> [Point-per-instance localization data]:
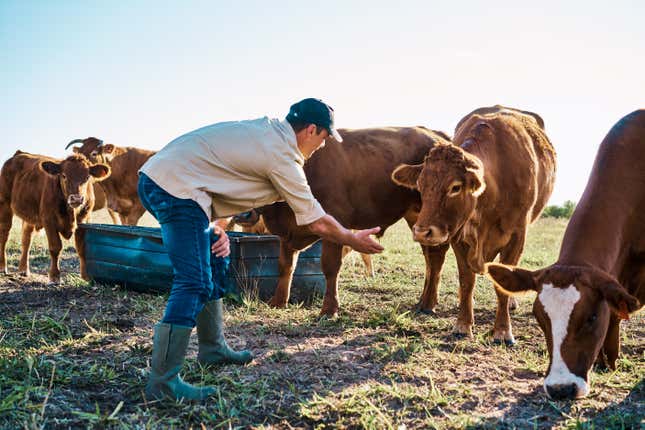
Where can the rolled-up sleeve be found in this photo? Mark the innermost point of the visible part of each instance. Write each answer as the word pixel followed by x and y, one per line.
pixel 290 181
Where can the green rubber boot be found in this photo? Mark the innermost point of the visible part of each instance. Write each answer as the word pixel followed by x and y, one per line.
pixel 213 348
pixel 168 351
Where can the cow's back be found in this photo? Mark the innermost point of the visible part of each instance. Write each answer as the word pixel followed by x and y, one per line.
pixel 352 179
pixel 520 163
pixel 607 229
pixel 23 185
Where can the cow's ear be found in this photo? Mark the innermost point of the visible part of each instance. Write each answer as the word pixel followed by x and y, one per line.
pixel 619 300
pixel 108 148
pixel 406 175
pixel 511 280
pixel 100 171
pixel 475 181
pixel 51 167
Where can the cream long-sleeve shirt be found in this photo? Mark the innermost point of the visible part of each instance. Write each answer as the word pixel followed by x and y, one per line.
pixel 232 167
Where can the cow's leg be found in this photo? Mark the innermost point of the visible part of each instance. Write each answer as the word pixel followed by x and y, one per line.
pixel 466 316
pixel 367 261
pixel 286 265
pixel 79 244
pixel 611 346
pixel 331 260
pixel 6 217
pixel 114 216
pixel 502 331
pixel 27 234
pixel 55 246
pixel 434 256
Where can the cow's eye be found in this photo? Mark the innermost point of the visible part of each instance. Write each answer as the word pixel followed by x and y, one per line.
pixel 455 189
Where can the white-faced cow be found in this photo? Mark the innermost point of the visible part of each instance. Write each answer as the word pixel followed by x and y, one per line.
pixel 45 192
pixel 599 277
pixel 479 195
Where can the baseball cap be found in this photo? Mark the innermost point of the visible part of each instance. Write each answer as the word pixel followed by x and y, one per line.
pixel 315 111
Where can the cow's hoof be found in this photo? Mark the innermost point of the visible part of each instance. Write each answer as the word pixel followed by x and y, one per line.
pixel 507 342
pixel 277 303
pixel 512 303
pixel 429 312
pixel 328 314
pixel 462 331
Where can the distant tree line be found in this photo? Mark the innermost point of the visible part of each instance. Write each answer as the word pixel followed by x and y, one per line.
pixel 564 211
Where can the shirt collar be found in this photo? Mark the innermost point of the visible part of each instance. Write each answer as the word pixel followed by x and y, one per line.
pixel 291 138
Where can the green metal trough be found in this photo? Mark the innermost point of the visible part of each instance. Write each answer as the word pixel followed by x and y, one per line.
pixel 135 258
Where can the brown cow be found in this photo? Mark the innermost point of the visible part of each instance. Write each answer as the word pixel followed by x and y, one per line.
pixel 56 195
pixel 479 195
pixel 599 277
pixel 351 180
pixel 121 187
pixel 100 202
pixel 256 225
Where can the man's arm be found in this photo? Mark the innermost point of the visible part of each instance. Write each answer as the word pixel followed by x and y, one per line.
pixel 329 229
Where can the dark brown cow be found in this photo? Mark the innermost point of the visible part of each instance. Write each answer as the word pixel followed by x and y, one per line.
pixel 44 192
pixel 599 277
pixel 479 195
pixel 121 187
pixel 351 180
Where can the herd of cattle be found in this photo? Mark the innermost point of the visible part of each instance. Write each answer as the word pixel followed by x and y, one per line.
pixel 476 193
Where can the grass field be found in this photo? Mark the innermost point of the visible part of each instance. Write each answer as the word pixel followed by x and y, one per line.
pixel 76 355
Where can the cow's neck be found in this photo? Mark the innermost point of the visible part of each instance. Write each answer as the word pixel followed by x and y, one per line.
pixel 473 232
pixel 599 230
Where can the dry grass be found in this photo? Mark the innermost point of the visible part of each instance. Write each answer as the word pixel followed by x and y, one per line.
pixel 75 355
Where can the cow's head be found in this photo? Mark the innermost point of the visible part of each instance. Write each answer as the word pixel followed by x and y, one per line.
pixel 573 307
pixel 450 180
pixel 94 149
pixel 75 174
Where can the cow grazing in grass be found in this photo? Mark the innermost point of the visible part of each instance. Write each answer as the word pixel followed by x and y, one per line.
pixel 44 192
pixel 351 180
pixel 479 195
pixel 121 187
pixel 599 277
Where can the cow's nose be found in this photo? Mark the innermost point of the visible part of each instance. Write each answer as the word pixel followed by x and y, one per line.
pixel 75 200
pixel 562 391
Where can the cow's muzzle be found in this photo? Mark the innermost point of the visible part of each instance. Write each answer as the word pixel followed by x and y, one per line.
pixel 430 236
pixel 75 200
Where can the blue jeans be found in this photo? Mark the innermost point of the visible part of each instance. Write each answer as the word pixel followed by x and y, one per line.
pixel 187 238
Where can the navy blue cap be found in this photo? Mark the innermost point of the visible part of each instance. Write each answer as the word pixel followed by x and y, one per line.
pixel 317 112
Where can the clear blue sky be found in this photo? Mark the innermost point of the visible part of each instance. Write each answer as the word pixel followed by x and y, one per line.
pixel 139 73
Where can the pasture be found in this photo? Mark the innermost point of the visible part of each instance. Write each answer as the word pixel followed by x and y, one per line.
pixel 76 355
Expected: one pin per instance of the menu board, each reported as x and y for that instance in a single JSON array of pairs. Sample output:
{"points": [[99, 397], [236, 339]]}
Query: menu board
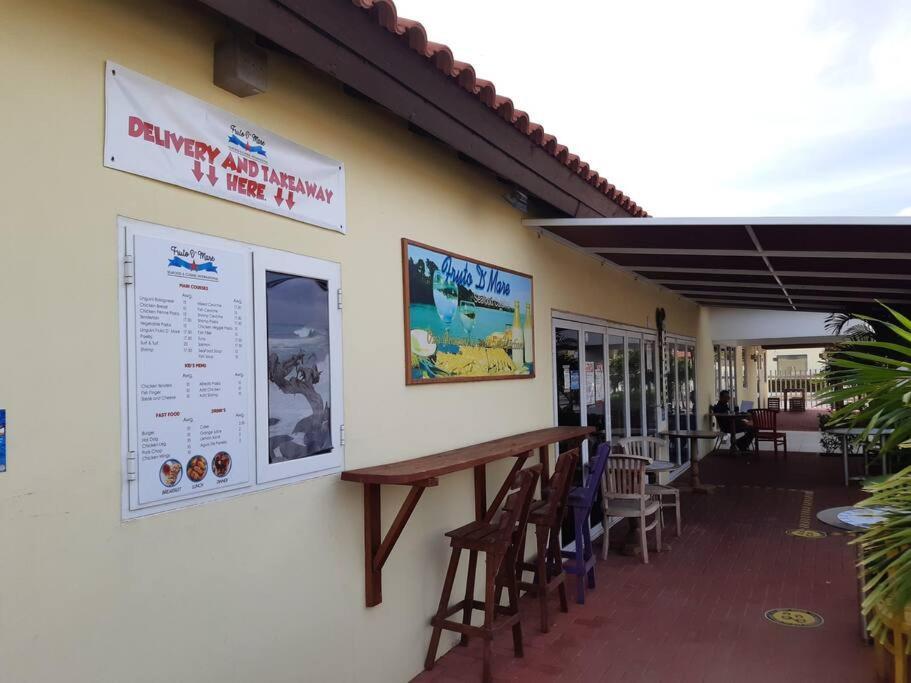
{"points": [[194, 368]]}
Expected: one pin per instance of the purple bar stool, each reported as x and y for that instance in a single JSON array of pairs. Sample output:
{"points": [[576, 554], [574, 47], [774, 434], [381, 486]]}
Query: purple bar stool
{"points": [[582, 560]]}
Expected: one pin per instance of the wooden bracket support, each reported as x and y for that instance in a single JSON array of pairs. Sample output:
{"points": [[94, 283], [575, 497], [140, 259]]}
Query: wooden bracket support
{"points": [[377, 548]]}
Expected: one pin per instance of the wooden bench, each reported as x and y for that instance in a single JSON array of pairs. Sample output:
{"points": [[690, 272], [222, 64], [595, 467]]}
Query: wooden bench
{"points": [[424, 472]]}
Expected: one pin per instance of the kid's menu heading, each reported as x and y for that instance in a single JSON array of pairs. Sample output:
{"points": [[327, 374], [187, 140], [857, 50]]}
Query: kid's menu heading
{"points": [[193, 355], [158, 132]]}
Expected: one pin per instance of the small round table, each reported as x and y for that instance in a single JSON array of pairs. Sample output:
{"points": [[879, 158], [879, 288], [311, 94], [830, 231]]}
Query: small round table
{"points": [[693, 436]]}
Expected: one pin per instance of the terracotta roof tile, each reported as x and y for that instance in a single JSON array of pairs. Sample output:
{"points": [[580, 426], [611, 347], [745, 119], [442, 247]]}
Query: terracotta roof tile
{"points": [[384, 13]]}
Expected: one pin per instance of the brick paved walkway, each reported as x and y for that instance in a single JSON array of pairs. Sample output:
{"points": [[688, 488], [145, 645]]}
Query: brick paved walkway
{"points": [[695, 613]]}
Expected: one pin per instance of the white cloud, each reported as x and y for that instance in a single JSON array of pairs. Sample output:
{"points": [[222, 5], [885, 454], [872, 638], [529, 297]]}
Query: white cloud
{"points": [[679, 104]]}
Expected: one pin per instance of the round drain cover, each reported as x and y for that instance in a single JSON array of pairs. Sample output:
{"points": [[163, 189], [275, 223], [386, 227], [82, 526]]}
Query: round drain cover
{"points": [[792, 616], [806, 533]]}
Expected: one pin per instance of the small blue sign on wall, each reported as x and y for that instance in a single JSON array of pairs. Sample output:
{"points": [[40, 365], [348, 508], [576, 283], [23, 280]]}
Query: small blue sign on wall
{"points": [[2, 441]]}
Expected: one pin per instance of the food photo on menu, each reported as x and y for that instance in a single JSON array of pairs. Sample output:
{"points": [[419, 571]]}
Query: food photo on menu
{"points": [[297, 310]]}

> [TASK ITEM]:
What is needed is a word-for-word transcription of all the entries, with the pictures dropped.

> [ANSWER TO THIS TASK]:
Where can the rolled-up sleeve be found in this photo? Mark the innermost point of the visible part of each instance. Write each answer as the word pixel followed by x and y, one per line.
pixel 290 181
Where can the green rubber boot be found in this photo? Mark the innermost point of the visible part of each instance. Write each answer as the word pixel followed by x and y, one per line.
pixel 213 348
pixel 168 351
Where can the cow's back be found in this photo? Mark the innermost point of the visible part of each instance. Write each answer as the word pixel followed by x and y, one per line.
pixel 352 179
pixel 520 163
pixel 607 229
pixel 23 185
Where can the cow's ear be found in this photo? Mark the innermost point of the visible part of each instance. Write each answer as the word pixel followed by x and y, one per line.
pixel 619 300
pixel 108 148
pixel 406 175
pixel 511 280
pixel 100 171
pixel 475 181
pixel 51 167
Where can the cream long-sleeve shirt be found in this photo? Mark the innermost point of the visible part of each instance. Write each answer as the word pixel followed by x and y, one per line.
pixel 232 167
Where can the cow's leg be found in this photo? Mark the innermost point of the visible part of each instance. Write each answer as the word pixel followed by x and y, one per line.
pixel 466 316
pixel 367 261
pixel 286 265
pixel 79 244
pixel 611 346
pixel 331 260
pixel 6 217
pixel 114 216
pixel 502 331
pixel 27 234
pixel 55 246
pixel 434 256
Where can the cow's eye be found in this photo? Mark the innermost point of the visible part of each instance. Write each answer as the word pixel followed by x and y, one per line.
pixel 455 189
Where can the white-faced cow be found in this photo? Mark the innermost point of the visible part of each instance. Write each answer as the word pixel followed by x and y, one per line.
pixel 45 192
pixel 599 277
pixel 479 195
Where can the baseball cap be found in this photo? Mark the innermost point of the visible part of each instance. Write each answer as the word pixel followed by x and y, one per line.
pixel 315 111
Where can the cow's hoof be found in this photo? Mark the innermost point of the visible part of each instance. Write each answer as the word pixel followed by x and y, one per line.
pixel 507 342
pixel 277 303
pixel 512 303
pixel 429 312
pixel 328 314
pixel 462 331
Where can the distant tree line be found in this photo? Mark the innermost point of the visible part of each instance. Write each answer as the word pixel followed by x and y, one per line.
pixel 564 211
Where can the shirt collar be found in this photo? Mark the innermost point of the visible part of each instance. Write each answer as the word pixel followed by x and y, one per line.
pixel 291 138
Where can the green metal trough be found in this photo? Mark the innermost point of the visible part of each instance. Write each answer as the word pixel followed by x and y, one per line.
pixel 135 258
Where can the brown cow be found in this photo? Mark the innermost point of the visible part of each instance. Write each answer as the word pixel followed by x and y, one per line.
pixel 56 195
pixel 479 195
pixel 599 277
pixel 351 180
pixel 121 187
pixel 100 202
pixel 256 225
Where can the man's arm be found in this photo? Mark the innermost point of the visible part of each instance. Write each answer as the word pixel followed by x and y, one per line.
pixel 329 229
Where can the dark brown cow be found in this photo? Mark the innermost point of the visible part of each instance. Write each answer as the word pixel followed by x and y, one per line.
pixel 44 192
pixel 599 277
pixel 479 195
pixel 121 187
pixel 351 180
Where can the herd of cattle be found in this photo? Mark the innermost point of the visible part of each instance. Write each answer as the word pixel followed by x and y, one per line.
pixel 476 193
Where can the grass field be found in this photo? Mark the innermost point of the visible part of each instance. Write each answer as the word pixel followed by x and y, one per line.
pixel 76 355
Where can the cow's neck be found in this photo? Mark the innermost point of the visible part of each instance. Write each answer as the word pixel followed by x and y, one per line.
pixel 473 232
pixel 599 230
Where can the dry grass be found in this photo? Mark the innermost point of the visible part of each instance. Write each answer as the word pixel followed by x and y, one per line.
pixel 75 355
Where can the cow's head be found in this photo? Mark the innermost point of the visible part of each instance. Write each answer as the word pixel followed by x and y, one per line.
pixel 573 307
pixel 450 180
pixel 94 149
pixel 75 174
Where can the cow grazing in grass be found in this photo? Mark the innermost point of the visible part of each instance. Write each answer as the word pixel followed by x and y, one per line.
pixel 44 192
pixel 351 180
pixel 479 195
pixel 121 187
pixel 599 277
Where can the cow's nose be found in this photo? Mark the innermost point of the visible part of each instance. Write each answer as the word pixel followed by x and y, one per line.
pixel 75 200
pixel 562 391
Where can the cow's muzzle be found in this photo? Mark the innermost point of the visible part of each instance. Write each answer as the word pixel followed by x and y, one per line.
pixel 430 236
pixel 75 200
Where can the blue jeans be found in this photo? Mark the innermost point of the visible part of each instance. Write each answer as the word pixel followed by x and y, one per line.
pixel 187 238
Where can the navy blue cap be found in this photo? Mark the innermost point of the visible part of each instance. Write each answer as the word pixel followed by x and y, one per line.
pixel 317 112
Where can the clear blue sky be found in this photo? Mark the innermost point of the visible part of each instance. Write each answer as the word pixel followed by x and y, one per line.
pixel 139 73
Where can the pasture be found in this photo? Mark the innermost point of the visible part of each instance. Write each answer as the word pixel followed by x and y, one per line.
pixel 76 355
Expected: one pin per instance of the menu board, each reported as x and y for that instance in a single JSON array of pairs. Sample output:
{"points": [[99, 397], [236, 339]]}
Query: menu board
{"points": [[194, 368]]}
Expected: one pin per instance of the purple bar stool, each reported as x and y for that instance in a single JSON array of pairs. Sample output:
{"points": [[576, 554], [574, 47], [774, 434], [381, 486]]}
Query: purple bar stool
{"points": [[582, 560]]}
Expected: one pin per instance of the wooden bracket support, each reported as x and y for that instance in a single JSON array of pairs. Sample output:
{"points": [[94, 283], [575, 497], [140, 259]]}
Query: wooden bracket support
{"points": [[377, 548]]}
Expected: one pin per instance of the wooden bench, each reported as x and y for that instance in a single JSON array of pairs. Sample output:
{"points": [[690, 272], [222, 64], [595, 467]]}
Query: wooden bench
{"points": [[424, 472]]}
Expected: one pin per instance of the kid's menu heading, each reported as x and y for that instance in a single JSON array of pairs. Sample output:
{"points": [[327, 374], [187, 140], [857, 50]]}
Query: kid's menu heading
{"points": [[193, 355], [158, 132]]}
Expected: one pin per instance of the small round table, each reported as x and y for that instance in a single JSON array of pairs. Sample output:
{"points": [[879, 158], [879, 288], [311, 94], [830, 231]]}
Query: small round table
{"points": [[693, 436]]}
Expected: one pin per instance of the terracotta roof tile, each reported as x and y for that instance in a single JSON array of pairs. Sample output:
{"points": [[580, 426], [611, 347], [745, 119], [442, 247]]}
Query: terracotta roof tile
{"points": [[384, 13]]}
Expected: one pin per instance of the brick paved walkway, each reported as x and y for that instance in a single JSON array of pairs. Sample output:
{"points": [[688, 488], [145, 645]]}
Query: brick paved walkway
{"points": [[695, 613]]}
Expected: one pin per instance of the white cloud, each reported as x and y for that instance in a single JSON array of pairs. Sample output:
{"points": [[222, 5], [885, 454], [872, 638], [529, 297]]}
Query: white cloud
{"points": [[679, 104]]}
Expected: one pin per instance of the round drain cover, each reported as x and y for that instance in a single JSON array of pairs. Sample output:
{"points": [[163, 189], [275, 223], [386, 227], [82, 526]]}
Query: round drain cover
{"points": [[792, 616], [806, 533]]}
Expected: one pin per instance of the small blue sign on wall, each reported as x and y for that instance in a single JSON array of pairs. Sample output:
{"points": [[40, 365], [348, 508], [576, 283], [23, 280]]}
Query: small blue sign on wall
{"points": [[2, 441]]}
Expected: one pin per instance of the food photo on menu, each reported as x and y for that instance in a single JSON array of pairs. Sample output:
{"points": [[419, 571]]}
Query: food photo on menu
{"points": [[297, 310]]}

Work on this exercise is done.